→ PROBLEM DESCRIPTION
Answer these questions from the abstract below:
1. How many assurance statements were included in the content analysis?
2. Whose integrated reports were studied, and from which years?
3. Did the study find assurance quality by itself significantly associated with information asymmetry?

→ SELECTED EXTRACT
>>>>

Michael Grassmann, Stephan Fuhrmann and Thomas W. Guenther

Credibility concerns regarding integrated reports can harm the intended decrease of information asymmetry between a firm and its investors. Therefore, it is crucial to…

Abstract

Purpose

Credibility concerns regarding integrated reports can harm the intended decrease of information asymmetry between a firm and its investors. Therefore, it is crucial to examine whether voluntary third-party assurance enhances the credibility of integrated reports and, thus, decreases information asymmetry. Furthermore, this study aims to investigate the interaction effect between assurance quality and the disclosed connectivity of the capitals, a distinguishing feature of integrated reports.

Design/methodology/approach

Content analysis is performed of the 176 assurance statements included in the 269 integrated reports of Forbes Global 2000 firms disclosed from 2013 to 2015 and the 269 integrated reports themselves. Regression analyzes are applied to examine the associations between assurance, the disclosed connectivity of the capitals and information asymmetry.

Findings

The presence of an assurance statement in an integrated report significantly decreases information asymmetry. Surprisingly, assurance quality is not significantly associated with information asymmetry. However, an interaction analysis reveals that combining high assurance quality with high disclosed connectivity of the capitals allows a significant decrease in information asymmetry.

Research limitations/implications

The paper demonstrates that the connectivity of the capitals of integrated reports and assurance quality are connected and together are associated with information asymmetry.

<<<<

→ RECORD EXTRACTS
>>>>

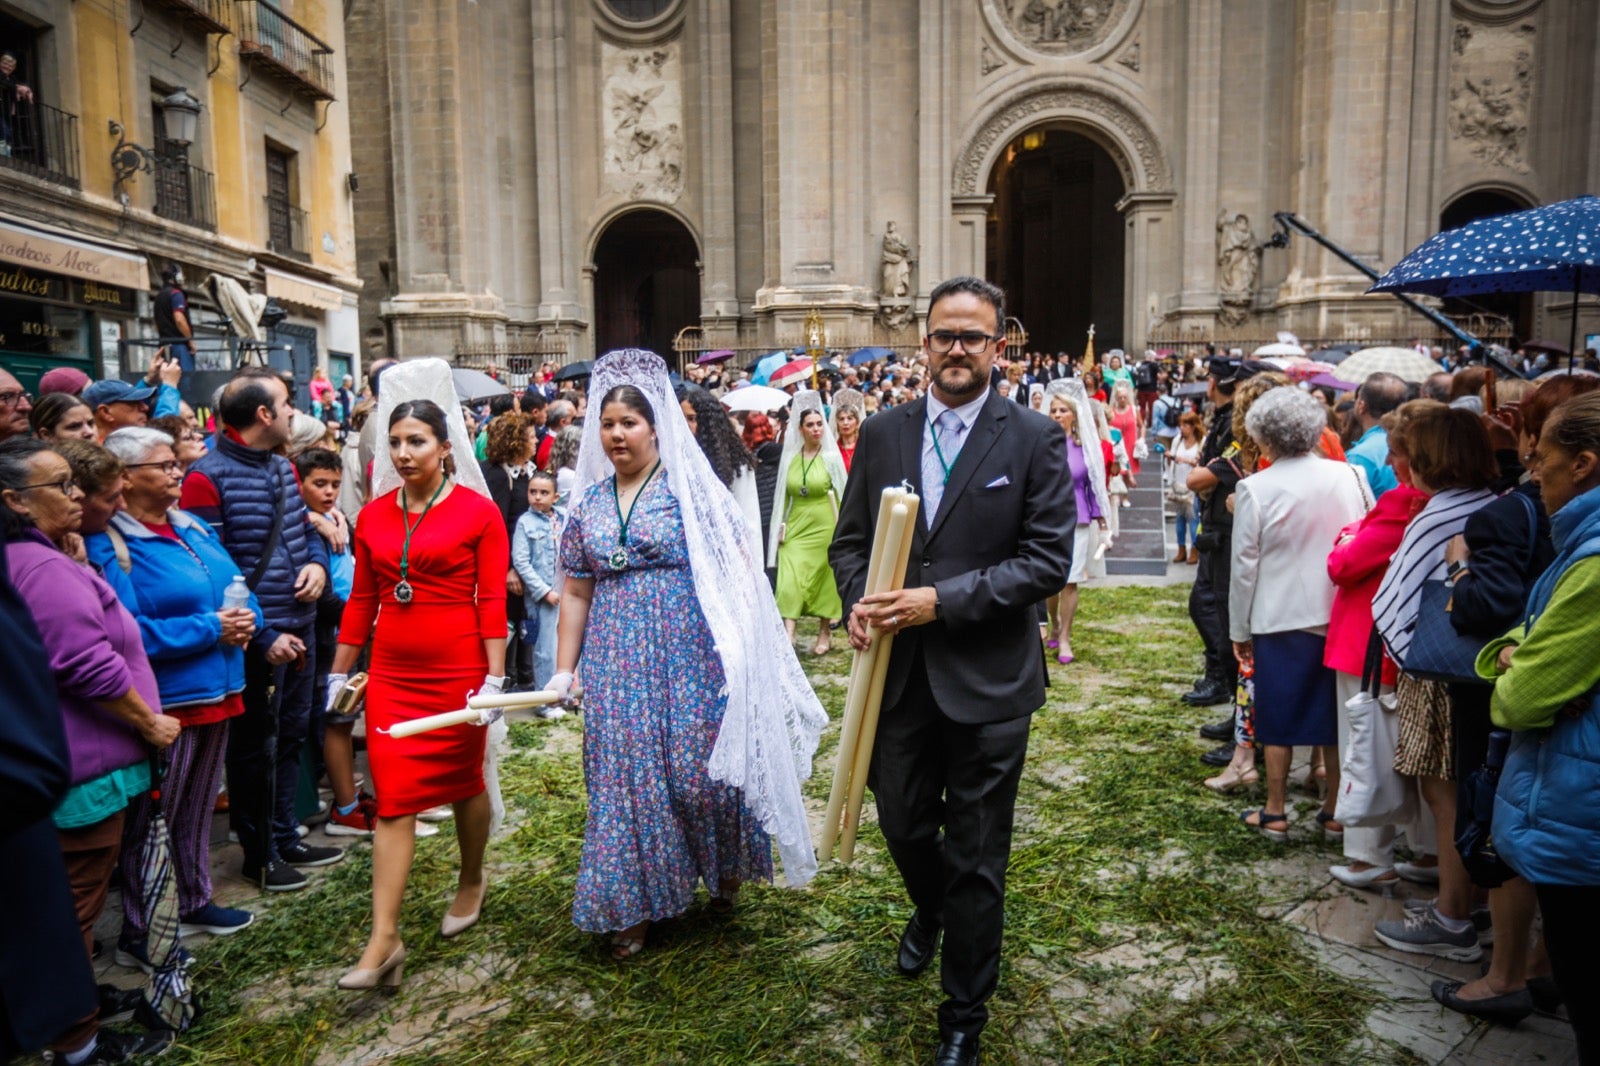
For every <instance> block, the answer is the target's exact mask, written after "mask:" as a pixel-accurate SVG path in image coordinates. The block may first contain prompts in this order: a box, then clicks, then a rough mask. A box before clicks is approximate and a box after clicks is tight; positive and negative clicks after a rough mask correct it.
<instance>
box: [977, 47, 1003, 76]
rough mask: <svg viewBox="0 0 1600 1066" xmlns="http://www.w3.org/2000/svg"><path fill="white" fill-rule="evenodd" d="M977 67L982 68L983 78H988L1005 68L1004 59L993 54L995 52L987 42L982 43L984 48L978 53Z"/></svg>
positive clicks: (994, 52) (993, 48) (994, 54)
mask: <svg viewBox="0 0 1600 1066" xmlns="http://www.w3.org/2000/svg"><path fill="white" fill-rule="evenodd" d="M978 66H979V67H982V72H984V77H989V75H990V74H994V72H995V70H998V69H1000V67H1003V66H1005V59H1002V58H1000V56H998V54H995V50H994V48H992V46H990V45H989V42H984V46H982V48H981V50H979V53H978Z"/></svg>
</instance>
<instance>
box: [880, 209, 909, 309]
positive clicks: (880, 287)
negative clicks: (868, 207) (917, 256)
mask: <svg viewBox="0 0 1600 1066" xmlns="http://www.w3.org/2000/svg"><path fill="white" fill-rule="evenodd" d="M912 262H915V259H914V258H912V253H910V245H907V243H906V242H904V240H902V238H901V235H899V232H896V229H894V222H890V224H888V226H885V227H883V266H882V267H880V279H878V295H880V296H886V298H890V299H898V298H901V296H910V267H912Z"/></svg>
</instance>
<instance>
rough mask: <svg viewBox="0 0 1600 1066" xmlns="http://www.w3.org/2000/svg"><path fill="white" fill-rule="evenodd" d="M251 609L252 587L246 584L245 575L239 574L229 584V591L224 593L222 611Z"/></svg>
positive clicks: (235, 575) (232, 610)
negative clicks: (249, 608) (250, 596)
mask: <svg viewBox="0 0 1600 1066" xmlns="http://www.w3.org/2000/svg"><path fill="white" fill-rule="evenodd" d="M248 608H250V586H248V584H245V575H242V573H237V575H234V579H232V581H230V583H229V586H227V591H226V592H222V610H224V611H237V610H248Z"/></svg>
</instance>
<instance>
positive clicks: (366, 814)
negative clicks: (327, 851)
mask: <svg viewBox="0 0 1600 1066" xmlns="http://www.w3.org/2000/svg"><path fill="white" fill-rule="evenodd" d="M376 820H378V805H376V802H374V800H373V797H370V795H360V794H358V795H357V797H355V810H352V812H350V813H349V815H342V813H339V808H338V807H336V808H334V810H333V813H331V815H328V824H326V826H323V828H322V831H323V832H326V834H328V836H330V837H370V836H373V823H374V821H376Z"/></svg>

<<<<

→ SOLUTION TO THIS PROBLEM
1. 176 assurance statements.
2. Those of Forbes Global 2000 firms, disclosed from 2013 to 2015.
3. No, it did not.